━━━━━ RECORDS TO USE
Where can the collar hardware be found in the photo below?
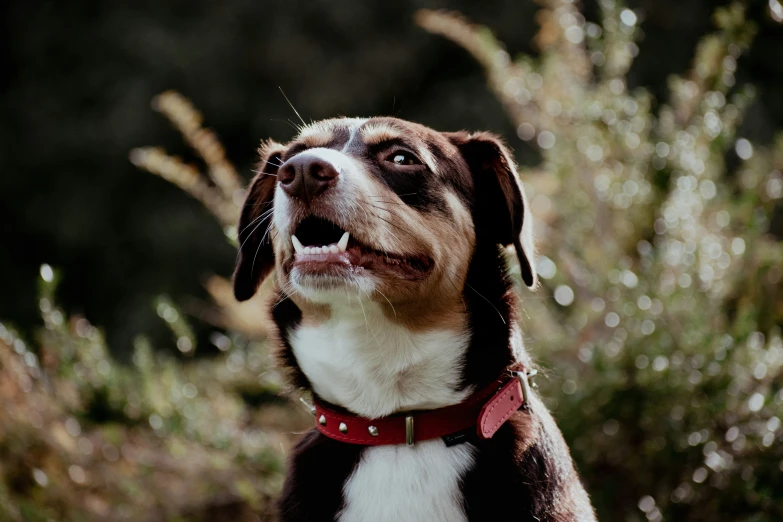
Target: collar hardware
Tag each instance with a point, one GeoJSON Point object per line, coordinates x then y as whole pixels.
{"type": "Point", "coordinates": [485, 411]}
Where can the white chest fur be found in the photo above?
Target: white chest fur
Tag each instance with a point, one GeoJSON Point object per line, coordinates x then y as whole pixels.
{"type": "Point", "coordinates": [363, 362]}
{"type": "Point", "coordinates": [373, 367]}
{"type": "Point", "coordinates": [416, 484]}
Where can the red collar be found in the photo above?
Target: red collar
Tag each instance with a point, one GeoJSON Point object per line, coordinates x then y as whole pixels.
{"type": "Point", "coordinates": [486, 409]}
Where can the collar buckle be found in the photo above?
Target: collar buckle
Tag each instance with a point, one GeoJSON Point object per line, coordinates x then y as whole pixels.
{"type": "Point", "coordinates": [524, 379]}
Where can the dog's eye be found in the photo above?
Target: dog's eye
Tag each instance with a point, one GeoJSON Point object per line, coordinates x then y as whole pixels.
{"type": "Point", "coordinates": [402, 157]}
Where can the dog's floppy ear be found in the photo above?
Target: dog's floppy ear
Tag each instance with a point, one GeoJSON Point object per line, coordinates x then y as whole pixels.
{"type": "Point", "coordinates": [501, 209]}
{"type": "Point", "coordinates": [256, 257]}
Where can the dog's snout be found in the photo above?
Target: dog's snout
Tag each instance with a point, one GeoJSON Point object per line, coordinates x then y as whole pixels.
{"type": "Point", "coordinates": [306, 176]}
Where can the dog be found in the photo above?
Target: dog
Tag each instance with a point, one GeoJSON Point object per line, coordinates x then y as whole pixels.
{"type": "Point", "coordinates": [389, 244]}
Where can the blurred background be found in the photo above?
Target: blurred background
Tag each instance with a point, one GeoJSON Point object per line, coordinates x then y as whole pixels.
{"type": "Point", "coordinates": [648, 136]}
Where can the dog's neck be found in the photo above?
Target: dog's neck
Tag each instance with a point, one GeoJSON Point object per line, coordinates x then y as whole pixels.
{"type": "Point", "coordinates": [365, 362]}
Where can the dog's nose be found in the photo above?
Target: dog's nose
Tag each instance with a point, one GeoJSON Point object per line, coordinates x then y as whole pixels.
{"type": "Point", "coordinates": [306, 176]}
━━━━━━━━━━
§ INSTRUCTION: Print every one of the items above word for word, without the pictures.

§ EXPECTED ANSWER:
Where can the collar hardware be found in the photo below?
Target: collar hardware
Tag each instance with a point, one GeoJSON Point object per line, coordinates x then y as whole pixels.
{"type": "Point", "coordinates": [485, 411]}
Where can the white chest fur be found in the photo above?
Target: white chest fur
Tag each instance with a point, one GeoJSON Point object per line, coordinates x then y as whole pixels.
{"type": "Point", "coordinates": [363, 362]}
{"type": "Point", "coordinates": [373, 367]}
{"type": "Point", "coordinates": [416, 484]}
Where can the red collar be found in the photo above?
Target: red collar
Tag each instance with a point, one GeoJSON Point object per line, coordinates x then y as whole pixels.
{"type": "Point", "coordinates": [486, 409]}
Where can the collar buckle be found in the photo above?
Target: collar buckle
Tag each instance with a point, one GeoJSON Point object per line, coordinates x then y as whole pixels.
{"type": "Point", "coordinates": [524, 379]}
Where can the dog's eye be found in the photo above?
Target: dog's eye
Tag each instance with a point, one GeoJSON Point object per line, coordinates x then y as whole pixels.
{"type": "Point", "coordinates": [402, 157]}
Where can the dog's floppy ear be found in the photo above?
Target: dog's floppy ear
Tag each instance with a point, one GeoJSON Point object per line, coordinates x then y as whole pixels.
{"type": "Point", "coordinates": [501, 209]}
{"type": "Point", "coordinates": [256, 257]}
Where can the dog's snout be found in the photo above?
Target: dog's snout
Tag each instance with a point, one GeoJSON Point object per line, coordinates x then y as whole pixels.
{"type": "Point", "coordinates": [306, 176]}
Where can the dog be found in the photo above?
Target: dog
Tag each instance with a point, one GeoJSON Point object per line, coordinates x then y as whole pixels.
{"type": "Point", "coordinates": [389, 244]}
Where can the blurred background be found in the photo above?
Target: blurred background
Tag each instance with a point, one GeoJSON Point object per line, coordinates x then y as whole pixels.
{"type": "Point", "coordinates": [648, 136]}
Where can the dog's neck be found in the photo above?
Target: dog's neck
Tag each instance with a point, one GeoJSON Point object per line, coordinates x then y as whole pixels.
{"type": "Point", "coordinates": [365, 362]}
Where can the dog's nose be found in the photo above?
Target: dog's nose
Tag each instance with a point, one GeoJSON Point object per line, coordinates x then y as whole pixels.
{"type": "Point", "coordinates": [306, 176]}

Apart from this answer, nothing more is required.